# DOCUMENT SECTION
--
Similar to proton/photon--proton interactions~\cite{Engel95d}, 
the $E_\perp^{\mbox{\scriptsize 
jet}}$ distribution extends to higher transverse energies  for photon--nucleus 
collisions as compared to proton--nucleus collisions. Differences between
the two channels are even more pronounced within the pseudorapidity
distributions of the jet axes. This is shown in Fig.\ \ref{iAjet}b for
jets with transverse energies higher than 6~GeV and 10~GeV.
As initially mentioned, since the PDFs of the photon are harder
than the PDFs of the proton and due to the point-like photon interactions
we obtain in photon--nucleus collisions considerably more jets in 
forward direction ($\eta^{\mbox{\scriptsize jet}}>0$). In backward direction 
the soft underlying event, being more pronounced for proton
projectiles, is responsible for a higher jet rate.

The kinematic regions of jets from direct and resolved photon interactions
might be separated if jet production is analysed as function of
\begin{equation}
x^{\mbox{\scriptsize obs}}=\frac{
E_\perp^{\mbox{\scriptsize jet1}}e^{\eta^{\mbox{\tiny jet1}}}+
E_\perp^{\mbox{\scriptsize jet2}}e^{\eta^{\mbox{\tiny jet2}}}}
{2E_\gamma}\; .
\end{equation}
$E_\gamma$ denotes the photon energy.
$x^{\mbox{\scriptsize obs}}$ can be considered as an estimate for the
fraction of the projectile momentum entering the hard 
scattering~\cite{Aid95c,Ahmed95e}. In Fig.\ \ref{gAjtxg}a
we show $x^{\mbox{\scriptsize obs}}$-distributions for proton--carbon,
photon--carbon, and photon--sulfur interactions.
--
# PROVIDED DATA
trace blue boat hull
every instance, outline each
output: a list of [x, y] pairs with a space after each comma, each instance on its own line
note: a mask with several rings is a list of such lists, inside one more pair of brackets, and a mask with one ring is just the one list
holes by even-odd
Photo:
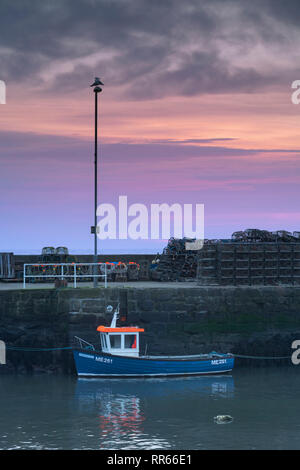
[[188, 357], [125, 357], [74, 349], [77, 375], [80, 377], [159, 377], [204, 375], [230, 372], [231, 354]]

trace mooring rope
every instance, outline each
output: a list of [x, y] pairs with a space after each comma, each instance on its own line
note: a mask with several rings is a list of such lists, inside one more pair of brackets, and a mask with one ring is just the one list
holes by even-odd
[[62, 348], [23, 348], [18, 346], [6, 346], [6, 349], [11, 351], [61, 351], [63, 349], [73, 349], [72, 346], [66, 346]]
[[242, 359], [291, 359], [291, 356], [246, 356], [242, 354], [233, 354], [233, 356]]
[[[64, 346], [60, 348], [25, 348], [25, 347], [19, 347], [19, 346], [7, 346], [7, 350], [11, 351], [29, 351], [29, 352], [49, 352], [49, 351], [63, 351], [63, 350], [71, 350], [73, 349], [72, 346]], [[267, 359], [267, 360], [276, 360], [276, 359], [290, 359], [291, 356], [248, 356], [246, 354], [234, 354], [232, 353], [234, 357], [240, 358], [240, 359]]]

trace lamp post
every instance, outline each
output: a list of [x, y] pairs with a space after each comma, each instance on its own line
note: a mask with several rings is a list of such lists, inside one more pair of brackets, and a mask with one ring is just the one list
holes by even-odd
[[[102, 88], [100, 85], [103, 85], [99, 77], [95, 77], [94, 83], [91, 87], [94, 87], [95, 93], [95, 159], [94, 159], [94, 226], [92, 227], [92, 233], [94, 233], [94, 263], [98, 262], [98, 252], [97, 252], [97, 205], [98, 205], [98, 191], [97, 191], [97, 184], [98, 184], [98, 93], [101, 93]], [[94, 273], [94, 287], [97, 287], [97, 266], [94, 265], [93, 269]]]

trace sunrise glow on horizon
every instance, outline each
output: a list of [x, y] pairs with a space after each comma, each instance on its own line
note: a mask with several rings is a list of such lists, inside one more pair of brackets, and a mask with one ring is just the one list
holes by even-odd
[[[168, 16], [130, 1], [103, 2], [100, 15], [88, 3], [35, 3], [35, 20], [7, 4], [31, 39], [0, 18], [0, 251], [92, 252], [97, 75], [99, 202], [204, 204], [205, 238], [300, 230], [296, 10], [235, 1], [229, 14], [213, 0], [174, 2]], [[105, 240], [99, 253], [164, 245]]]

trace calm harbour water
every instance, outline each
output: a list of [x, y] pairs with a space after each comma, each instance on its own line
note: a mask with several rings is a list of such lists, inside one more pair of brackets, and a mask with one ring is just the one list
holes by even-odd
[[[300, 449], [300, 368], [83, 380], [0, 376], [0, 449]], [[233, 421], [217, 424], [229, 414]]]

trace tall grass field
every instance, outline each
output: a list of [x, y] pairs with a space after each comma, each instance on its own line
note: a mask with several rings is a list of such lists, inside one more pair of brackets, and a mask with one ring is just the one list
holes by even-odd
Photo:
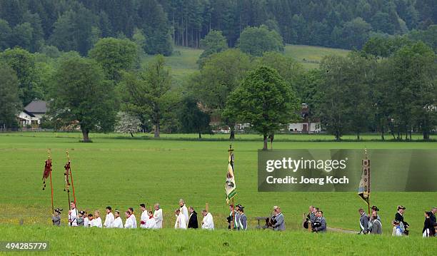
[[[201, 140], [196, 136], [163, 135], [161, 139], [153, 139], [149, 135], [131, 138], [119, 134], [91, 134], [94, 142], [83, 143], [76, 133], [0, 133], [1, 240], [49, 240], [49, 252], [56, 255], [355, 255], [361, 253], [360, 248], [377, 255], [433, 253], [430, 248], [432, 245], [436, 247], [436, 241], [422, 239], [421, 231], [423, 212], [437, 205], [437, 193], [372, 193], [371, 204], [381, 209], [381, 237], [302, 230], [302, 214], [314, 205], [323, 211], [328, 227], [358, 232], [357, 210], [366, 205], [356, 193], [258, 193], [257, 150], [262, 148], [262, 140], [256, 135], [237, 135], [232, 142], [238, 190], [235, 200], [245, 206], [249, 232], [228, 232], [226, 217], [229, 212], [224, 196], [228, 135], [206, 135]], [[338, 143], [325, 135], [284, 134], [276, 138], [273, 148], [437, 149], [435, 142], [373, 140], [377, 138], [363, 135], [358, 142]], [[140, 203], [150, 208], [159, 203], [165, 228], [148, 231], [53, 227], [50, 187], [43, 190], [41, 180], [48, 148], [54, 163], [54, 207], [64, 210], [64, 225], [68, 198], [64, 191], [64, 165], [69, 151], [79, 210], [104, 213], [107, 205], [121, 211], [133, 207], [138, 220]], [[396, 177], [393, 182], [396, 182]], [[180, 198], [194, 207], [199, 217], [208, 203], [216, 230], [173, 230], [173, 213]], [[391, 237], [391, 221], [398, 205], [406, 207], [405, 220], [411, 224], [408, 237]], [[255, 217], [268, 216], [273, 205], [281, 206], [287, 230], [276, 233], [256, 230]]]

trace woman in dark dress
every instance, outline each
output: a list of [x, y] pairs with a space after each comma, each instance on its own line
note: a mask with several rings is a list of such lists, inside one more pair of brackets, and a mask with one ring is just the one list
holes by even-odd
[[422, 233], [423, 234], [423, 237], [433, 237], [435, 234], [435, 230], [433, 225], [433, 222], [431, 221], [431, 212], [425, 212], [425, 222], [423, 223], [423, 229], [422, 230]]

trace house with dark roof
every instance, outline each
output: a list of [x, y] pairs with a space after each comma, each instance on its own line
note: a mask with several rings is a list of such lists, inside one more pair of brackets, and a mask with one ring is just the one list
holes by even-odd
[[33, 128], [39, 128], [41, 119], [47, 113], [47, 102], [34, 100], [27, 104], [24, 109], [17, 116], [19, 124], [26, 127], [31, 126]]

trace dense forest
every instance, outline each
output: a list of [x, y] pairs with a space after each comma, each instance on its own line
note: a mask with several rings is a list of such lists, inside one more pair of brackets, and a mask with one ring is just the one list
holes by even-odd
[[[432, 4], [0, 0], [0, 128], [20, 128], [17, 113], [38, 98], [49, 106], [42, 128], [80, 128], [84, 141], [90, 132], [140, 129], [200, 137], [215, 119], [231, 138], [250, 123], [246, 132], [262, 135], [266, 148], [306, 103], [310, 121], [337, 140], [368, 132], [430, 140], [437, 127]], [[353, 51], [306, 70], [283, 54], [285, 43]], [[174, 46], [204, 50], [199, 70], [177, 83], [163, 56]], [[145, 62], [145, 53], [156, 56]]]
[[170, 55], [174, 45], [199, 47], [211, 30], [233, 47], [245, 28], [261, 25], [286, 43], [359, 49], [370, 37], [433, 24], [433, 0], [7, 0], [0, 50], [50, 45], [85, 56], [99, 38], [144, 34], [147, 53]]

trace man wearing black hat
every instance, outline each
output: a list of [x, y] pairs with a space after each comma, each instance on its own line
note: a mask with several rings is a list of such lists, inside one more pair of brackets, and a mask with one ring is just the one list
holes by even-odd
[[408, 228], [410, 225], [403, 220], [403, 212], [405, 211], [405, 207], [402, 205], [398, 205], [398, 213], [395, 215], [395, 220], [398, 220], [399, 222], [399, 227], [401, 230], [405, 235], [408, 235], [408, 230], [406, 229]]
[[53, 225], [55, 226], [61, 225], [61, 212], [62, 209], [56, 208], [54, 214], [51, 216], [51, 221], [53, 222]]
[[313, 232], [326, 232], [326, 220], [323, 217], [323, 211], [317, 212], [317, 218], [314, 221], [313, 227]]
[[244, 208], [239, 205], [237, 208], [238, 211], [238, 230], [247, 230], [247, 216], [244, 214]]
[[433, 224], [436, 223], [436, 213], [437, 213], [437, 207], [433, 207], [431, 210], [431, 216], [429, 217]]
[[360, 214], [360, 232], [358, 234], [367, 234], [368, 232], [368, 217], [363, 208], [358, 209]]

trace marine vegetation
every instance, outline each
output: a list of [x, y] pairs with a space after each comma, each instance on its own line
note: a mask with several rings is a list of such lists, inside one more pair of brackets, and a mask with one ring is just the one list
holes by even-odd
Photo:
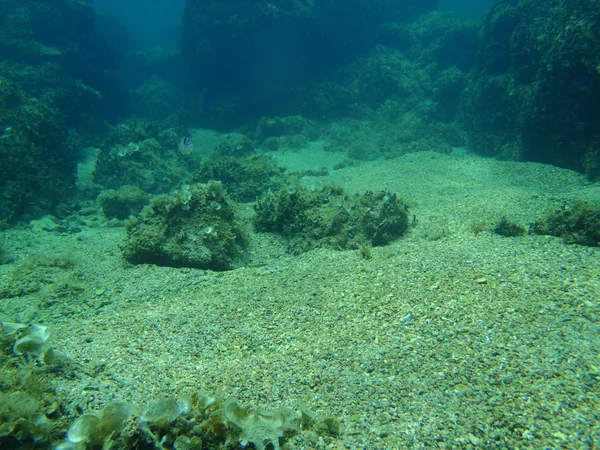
--
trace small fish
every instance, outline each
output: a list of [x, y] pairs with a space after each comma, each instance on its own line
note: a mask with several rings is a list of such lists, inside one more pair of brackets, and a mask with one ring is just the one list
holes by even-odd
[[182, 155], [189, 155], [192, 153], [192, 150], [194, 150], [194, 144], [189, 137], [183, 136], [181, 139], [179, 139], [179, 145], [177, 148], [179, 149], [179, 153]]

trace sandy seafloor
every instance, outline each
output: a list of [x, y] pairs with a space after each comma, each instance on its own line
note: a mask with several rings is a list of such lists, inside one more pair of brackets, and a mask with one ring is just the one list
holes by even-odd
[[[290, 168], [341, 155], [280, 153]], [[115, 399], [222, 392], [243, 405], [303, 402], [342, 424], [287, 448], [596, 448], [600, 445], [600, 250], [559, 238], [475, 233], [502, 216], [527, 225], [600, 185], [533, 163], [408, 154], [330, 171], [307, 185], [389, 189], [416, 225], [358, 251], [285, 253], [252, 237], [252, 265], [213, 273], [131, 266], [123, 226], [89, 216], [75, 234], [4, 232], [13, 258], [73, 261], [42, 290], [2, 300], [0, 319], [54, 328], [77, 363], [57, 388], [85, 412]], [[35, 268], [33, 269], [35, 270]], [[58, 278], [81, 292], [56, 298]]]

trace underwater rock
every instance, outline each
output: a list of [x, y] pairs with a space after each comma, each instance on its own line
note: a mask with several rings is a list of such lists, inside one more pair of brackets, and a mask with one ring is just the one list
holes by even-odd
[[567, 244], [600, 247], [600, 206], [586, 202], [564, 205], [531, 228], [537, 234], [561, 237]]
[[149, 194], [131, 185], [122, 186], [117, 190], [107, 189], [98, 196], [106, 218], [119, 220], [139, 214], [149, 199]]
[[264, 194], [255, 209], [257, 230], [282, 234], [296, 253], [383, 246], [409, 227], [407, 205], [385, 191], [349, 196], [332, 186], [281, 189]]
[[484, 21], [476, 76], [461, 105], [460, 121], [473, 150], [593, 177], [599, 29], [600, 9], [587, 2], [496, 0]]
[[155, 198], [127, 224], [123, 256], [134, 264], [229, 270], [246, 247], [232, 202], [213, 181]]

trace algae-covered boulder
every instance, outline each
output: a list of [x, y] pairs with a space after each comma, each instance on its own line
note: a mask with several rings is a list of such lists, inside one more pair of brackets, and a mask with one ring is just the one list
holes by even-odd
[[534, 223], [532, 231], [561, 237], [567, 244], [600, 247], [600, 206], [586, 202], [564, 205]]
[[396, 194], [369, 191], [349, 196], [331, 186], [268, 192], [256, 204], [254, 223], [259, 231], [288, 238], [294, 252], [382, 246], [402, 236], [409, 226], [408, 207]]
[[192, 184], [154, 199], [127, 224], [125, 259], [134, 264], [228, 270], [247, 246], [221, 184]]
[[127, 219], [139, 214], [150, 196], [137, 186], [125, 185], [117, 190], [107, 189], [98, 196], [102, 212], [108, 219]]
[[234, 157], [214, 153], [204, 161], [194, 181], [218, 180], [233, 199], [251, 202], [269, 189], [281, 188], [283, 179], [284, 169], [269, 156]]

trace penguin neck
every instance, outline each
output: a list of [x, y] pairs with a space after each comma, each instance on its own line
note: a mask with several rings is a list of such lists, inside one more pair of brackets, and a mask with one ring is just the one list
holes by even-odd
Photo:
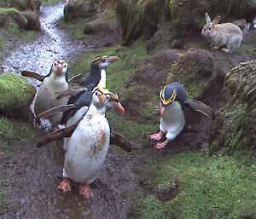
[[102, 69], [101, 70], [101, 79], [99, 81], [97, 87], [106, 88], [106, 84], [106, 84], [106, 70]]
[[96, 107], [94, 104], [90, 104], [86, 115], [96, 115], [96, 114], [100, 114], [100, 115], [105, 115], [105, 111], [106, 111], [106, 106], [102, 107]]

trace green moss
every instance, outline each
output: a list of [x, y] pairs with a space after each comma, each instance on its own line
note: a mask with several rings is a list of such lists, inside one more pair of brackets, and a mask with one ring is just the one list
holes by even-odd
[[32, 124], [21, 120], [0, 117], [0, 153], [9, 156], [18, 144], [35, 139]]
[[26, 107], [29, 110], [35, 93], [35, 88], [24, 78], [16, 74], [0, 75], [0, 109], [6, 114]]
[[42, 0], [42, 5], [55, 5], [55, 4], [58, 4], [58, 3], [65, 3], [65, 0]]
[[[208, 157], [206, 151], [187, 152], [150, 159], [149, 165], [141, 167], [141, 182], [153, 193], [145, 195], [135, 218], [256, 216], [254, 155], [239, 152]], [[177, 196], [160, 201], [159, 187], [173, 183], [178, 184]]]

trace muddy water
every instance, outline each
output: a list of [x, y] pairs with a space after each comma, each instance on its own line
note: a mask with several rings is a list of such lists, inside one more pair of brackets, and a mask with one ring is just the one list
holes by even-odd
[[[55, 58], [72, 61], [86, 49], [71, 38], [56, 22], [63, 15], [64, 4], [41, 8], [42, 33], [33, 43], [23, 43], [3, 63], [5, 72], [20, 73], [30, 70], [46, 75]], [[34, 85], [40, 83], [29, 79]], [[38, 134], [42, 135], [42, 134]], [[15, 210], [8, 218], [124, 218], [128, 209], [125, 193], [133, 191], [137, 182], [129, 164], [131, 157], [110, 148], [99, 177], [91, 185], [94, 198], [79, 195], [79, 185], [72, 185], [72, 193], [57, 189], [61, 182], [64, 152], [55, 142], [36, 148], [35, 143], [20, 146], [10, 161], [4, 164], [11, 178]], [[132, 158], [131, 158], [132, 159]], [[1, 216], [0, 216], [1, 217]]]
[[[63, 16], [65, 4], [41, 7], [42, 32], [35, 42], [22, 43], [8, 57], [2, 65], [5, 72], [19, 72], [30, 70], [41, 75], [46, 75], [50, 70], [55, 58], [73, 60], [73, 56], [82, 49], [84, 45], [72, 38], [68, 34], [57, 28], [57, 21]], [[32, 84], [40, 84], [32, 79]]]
--
# STATED TASK
In the text on jet production in photon and proton collisions, what accounts for the higher jet rate in the backward direction?

# COMPLETE OUTPUT
The soft underlying event, which is more pronounced for proton projectiles, is responsible for the higher jet rate in the backward direction.